### What this task involves:
Find "the corn plant" in the material below, then copy that line and every subsequent line to the end, exactly.

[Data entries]
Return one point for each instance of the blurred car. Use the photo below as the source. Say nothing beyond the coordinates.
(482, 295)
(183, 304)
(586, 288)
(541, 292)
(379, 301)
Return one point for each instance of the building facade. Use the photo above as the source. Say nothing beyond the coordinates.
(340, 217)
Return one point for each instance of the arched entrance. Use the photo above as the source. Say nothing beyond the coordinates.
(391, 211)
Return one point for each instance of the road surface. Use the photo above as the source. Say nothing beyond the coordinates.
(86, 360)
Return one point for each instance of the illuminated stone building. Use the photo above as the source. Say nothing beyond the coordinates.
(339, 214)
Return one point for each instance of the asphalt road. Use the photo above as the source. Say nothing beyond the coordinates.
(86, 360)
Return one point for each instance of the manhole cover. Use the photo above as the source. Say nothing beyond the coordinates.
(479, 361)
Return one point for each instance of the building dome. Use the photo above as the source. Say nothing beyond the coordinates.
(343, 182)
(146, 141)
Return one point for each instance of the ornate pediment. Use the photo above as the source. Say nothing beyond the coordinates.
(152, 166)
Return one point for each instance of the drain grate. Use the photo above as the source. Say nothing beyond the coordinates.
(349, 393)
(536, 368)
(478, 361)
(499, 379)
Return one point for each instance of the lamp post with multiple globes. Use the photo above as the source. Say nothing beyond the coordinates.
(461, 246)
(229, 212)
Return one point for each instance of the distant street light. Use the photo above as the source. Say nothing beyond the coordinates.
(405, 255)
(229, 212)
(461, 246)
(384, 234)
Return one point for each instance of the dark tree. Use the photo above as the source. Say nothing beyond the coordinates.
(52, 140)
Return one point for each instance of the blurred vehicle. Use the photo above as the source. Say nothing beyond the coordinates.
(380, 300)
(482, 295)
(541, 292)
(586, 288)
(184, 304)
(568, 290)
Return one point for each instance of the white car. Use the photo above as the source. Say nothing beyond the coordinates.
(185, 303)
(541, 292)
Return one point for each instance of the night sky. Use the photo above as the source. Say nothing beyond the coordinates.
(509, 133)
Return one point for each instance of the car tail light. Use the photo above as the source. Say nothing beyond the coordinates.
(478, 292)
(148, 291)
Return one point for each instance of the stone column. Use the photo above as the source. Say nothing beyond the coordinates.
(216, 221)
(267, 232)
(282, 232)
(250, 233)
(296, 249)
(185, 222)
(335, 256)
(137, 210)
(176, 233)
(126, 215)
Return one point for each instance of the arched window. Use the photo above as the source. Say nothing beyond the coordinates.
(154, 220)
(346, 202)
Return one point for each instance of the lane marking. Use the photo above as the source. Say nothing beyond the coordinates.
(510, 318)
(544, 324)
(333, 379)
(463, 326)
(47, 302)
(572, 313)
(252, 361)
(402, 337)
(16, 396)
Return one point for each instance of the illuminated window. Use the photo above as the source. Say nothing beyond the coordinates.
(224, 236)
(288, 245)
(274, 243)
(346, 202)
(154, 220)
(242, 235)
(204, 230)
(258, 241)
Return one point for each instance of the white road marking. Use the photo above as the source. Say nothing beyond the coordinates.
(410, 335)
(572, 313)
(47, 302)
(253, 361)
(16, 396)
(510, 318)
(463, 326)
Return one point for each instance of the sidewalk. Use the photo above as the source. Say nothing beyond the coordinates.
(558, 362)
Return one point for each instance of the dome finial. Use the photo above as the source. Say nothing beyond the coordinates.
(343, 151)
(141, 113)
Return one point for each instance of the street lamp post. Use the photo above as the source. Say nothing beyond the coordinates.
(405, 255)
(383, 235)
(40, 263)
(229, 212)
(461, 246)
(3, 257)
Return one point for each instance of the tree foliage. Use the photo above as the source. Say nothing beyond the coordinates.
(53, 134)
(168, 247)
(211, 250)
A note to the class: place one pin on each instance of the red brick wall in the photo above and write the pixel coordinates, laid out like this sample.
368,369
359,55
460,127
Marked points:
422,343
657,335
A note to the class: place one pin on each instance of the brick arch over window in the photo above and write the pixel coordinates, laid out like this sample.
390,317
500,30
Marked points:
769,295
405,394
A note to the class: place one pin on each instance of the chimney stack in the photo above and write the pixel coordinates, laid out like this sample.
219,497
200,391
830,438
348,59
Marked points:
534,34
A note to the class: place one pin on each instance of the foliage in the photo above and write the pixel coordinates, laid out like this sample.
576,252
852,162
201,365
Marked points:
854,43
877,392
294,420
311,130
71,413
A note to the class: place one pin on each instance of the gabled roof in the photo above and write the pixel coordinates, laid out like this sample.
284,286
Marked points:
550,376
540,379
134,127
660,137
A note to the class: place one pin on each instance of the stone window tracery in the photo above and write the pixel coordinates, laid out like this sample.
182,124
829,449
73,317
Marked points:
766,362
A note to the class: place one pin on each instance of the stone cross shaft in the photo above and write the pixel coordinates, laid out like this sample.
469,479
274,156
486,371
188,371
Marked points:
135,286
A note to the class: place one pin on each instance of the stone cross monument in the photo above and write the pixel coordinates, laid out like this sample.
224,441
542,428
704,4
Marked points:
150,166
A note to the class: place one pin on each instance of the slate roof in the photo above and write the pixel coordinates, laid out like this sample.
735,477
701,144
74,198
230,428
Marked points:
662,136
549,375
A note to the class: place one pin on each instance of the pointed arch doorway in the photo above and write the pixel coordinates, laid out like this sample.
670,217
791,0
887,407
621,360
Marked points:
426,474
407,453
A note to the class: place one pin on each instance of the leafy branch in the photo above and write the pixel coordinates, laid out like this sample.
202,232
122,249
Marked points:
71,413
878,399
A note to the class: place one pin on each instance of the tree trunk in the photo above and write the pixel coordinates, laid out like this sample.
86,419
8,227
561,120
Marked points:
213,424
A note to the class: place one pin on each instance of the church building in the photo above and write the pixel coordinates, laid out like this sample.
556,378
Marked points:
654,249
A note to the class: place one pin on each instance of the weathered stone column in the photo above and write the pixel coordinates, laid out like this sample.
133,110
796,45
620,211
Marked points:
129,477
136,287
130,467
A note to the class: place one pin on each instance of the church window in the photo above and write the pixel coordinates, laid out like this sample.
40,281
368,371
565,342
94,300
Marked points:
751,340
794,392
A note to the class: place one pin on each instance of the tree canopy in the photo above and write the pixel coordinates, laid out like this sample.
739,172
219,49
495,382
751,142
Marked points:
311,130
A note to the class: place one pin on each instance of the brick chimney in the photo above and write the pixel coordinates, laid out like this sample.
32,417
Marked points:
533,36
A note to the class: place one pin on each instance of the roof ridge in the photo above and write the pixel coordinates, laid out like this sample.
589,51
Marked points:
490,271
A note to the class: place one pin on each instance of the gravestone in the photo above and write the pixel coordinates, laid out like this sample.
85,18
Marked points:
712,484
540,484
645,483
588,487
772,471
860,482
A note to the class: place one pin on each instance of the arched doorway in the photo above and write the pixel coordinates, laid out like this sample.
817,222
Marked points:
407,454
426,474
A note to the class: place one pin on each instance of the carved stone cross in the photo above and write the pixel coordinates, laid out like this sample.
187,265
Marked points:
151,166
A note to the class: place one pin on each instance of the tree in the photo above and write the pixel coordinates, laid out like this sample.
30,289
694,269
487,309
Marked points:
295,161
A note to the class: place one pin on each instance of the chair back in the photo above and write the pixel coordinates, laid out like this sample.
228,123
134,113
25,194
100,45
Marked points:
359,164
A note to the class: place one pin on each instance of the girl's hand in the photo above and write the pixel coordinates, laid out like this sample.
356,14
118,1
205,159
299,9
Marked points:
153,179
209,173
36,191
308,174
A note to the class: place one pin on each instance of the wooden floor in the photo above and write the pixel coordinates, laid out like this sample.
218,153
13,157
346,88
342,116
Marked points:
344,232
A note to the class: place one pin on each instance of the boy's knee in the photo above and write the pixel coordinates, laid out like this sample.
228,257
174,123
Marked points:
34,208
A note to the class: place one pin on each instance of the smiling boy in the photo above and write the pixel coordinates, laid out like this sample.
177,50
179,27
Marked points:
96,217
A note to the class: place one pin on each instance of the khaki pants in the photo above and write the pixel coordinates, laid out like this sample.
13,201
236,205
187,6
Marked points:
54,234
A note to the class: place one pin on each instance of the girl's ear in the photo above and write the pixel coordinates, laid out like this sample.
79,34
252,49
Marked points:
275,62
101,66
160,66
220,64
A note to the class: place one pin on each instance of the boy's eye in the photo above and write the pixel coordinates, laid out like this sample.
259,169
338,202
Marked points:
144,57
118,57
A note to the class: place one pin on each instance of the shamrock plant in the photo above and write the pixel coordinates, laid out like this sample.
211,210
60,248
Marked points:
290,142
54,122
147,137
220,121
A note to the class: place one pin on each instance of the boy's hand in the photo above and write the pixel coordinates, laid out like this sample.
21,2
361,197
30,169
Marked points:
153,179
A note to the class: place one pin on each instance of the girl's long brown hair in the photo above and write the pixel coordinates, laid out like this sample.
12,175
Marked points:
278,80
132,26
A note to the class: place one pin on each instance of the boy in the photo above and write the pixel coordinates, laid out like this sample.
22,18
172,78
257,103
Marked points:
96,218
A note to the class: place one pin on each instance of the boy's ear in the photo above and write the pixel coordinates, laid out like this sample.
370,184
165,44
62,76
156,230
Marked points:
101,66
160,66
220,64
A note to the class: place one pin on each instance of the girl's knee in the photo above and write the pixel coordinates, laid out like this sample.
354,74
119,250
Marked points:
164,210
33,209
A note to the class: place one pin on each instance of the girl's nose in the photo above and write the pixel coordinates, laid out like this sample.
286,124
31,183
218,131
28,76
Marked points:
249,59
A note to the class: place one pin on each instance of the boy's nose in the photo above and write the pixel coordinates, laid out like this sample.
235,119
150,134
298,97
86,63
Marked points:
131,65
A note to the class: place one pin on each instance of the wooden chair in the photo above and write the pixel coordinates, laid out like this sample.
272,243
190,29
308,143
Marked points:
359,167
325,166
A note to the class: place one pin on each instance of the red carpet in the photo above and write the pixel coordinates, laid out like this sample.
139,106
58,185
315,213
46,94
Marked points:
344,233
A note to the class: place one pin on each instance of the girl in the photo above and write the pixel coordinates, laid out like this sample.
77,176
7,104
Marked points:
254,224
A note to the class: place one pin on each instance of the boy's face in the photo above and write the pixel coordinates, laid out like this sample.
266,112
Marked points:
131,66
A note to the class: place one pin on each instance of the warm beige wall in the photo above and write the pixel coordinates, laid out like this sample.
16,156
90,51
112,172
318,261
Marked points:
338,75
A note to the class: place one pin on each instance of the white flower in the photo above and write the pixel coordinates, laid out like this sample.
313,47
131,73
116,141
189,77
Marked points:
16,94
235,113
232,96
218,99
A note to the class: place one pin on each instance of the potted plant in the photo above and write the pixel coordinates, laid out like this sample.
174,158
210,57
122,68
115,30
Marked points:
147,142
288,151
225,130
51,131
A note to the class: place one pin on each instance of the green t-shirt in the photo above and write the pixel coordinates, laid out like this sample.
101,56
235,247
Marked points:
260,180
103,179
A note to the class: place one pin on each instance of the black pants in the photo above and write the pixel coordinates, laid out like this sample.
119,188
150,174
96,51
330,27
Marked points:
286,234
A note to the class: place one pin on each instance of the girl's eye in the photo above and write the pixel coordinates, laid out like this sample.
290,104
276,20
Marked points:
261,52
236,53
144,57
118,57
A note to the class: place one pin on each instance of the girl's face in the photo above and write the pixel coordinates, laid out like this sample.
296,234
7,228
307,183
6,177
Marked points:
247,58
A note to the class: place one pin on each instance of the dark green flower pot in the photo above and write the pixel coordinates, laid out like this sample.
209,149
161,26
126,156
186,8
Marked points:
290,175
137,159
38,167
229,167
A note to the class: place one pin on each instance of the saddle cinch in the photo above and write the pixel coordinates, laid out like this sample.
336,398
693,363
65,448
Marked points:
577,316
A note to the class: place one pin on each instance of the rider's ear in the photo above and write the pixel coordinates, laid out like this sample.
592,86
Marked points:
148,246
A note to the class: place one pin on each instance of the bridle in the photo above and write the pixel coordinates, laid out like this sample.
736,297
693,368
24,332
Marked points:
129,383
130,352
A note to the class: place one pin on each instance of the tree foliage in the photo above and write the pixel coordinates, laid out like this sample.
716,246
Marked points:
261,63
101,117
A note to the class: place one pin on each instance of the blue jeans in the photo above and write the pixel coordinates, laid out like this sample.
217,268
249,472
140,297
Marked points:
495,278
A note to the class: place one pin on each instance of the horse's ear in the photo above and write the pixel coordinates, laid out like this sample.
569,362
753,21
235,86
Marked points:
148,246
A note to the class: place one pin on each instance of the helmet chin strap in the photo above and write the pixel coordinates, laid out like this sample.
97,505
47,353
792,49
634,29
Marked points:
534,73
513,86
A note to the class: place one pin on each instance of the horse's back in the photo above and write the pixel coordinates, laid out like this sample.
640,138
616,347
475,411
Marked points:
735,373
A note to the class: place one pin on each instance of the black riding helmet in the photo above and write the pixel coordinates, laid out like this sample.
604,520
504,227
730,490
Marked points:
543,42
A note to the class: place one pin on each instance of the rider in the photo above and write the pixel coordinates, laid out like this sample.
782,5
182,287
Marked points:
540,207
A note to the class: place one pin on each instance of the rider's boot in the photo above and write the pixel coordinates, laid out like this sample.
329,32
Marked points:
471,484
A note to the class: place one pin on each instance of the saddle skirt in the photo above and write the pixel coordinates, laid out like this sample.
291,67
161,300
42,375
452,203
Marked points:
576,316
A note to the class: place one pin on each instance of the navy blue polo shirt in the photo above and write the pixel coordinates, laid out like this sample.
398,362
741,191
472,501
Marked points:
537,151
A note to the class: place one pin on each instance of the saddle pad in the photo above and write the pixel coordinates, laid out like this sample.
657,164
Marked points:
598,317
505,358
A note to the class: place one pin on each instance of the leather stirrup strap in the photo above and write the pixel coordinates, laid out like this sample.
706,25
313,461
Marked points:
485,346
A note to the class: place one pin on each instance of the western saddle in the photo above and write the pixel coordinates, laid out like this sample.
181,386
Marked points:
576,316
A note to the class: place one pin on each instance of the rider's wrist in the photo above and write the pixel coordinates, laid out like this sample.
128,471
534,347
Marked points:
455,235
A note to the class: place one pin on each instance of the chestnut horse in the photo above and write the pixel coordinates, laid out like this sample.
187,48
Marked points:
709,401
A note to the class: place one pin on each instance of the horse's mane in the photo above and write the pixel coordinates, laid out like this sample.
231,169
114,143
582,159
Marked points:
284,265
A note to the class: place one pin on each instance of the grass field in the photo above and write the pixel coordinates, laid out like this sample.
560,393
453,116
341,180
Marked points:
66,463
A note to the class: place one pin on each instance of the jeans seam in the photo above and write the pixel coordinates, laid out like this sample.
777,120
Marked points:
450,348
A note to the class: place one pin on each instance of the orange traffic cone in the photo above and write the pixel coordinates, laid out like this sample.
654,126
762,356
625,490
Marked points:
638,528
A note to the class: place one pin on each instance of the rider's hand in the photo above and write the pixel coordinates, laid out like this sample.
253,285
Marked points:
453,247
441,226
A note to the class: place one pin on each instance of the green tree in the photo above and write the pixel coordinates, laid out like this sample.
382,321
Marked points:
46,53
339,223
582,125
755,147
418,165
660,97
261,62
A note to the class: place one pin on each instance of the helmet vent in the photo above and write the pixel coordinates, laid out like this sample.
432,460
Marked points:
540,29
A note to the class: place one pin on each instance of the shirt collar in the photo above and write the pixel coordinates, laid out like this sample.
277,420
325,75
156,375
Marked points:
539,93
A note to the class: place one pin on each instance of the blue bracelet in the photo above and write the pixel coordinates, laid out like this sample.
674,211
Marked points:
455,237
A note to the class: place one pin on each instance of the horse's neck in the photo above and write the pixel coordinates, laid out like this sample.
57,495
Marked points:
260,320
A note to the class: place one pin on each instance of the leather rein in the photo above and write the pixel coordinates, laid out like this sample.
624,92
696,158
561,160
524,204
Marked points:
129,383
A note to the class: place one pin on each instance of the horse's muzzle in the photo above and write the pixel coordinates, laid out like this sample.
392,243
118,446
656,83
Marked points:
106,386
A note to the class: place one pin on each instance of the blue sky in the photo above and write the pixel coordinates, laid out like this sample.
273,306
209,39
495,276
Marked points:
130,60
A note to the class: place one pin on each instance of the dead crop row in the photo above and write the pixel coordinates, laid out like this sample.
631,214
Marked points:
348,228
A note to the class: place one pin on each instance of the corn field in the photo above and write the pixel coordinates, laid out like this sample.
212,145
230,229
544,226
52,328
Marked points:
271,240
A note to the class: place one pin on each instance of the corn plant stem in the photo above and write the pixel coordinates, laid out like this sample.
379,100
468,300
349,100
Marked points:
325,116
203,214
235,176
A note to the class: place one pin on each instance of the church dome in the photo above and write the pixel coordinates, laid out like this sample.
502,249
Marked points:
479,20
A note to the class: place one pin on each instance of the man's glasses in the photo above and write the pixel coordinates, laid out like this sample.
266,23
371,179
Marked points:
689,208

### Written solution:
A note to the class: place one pin on each instance of the corn plant stem in the photo above and write the pixel coordinates, laid out like this sample.
379,100
468,300
349,100
Marked points:
325,116
203,214
235,176
A note to the class: place one pin on each instance of the church dome in the photo above and write the pixel coordinates, laid out like this sample.
502,249
Marked points:
479,20
A note to the class: place one pin on each instance of the man's glasses in the photo above and write the pixel coordinates, laid out like this sample.
266,23
371,179
Marked points:
689,208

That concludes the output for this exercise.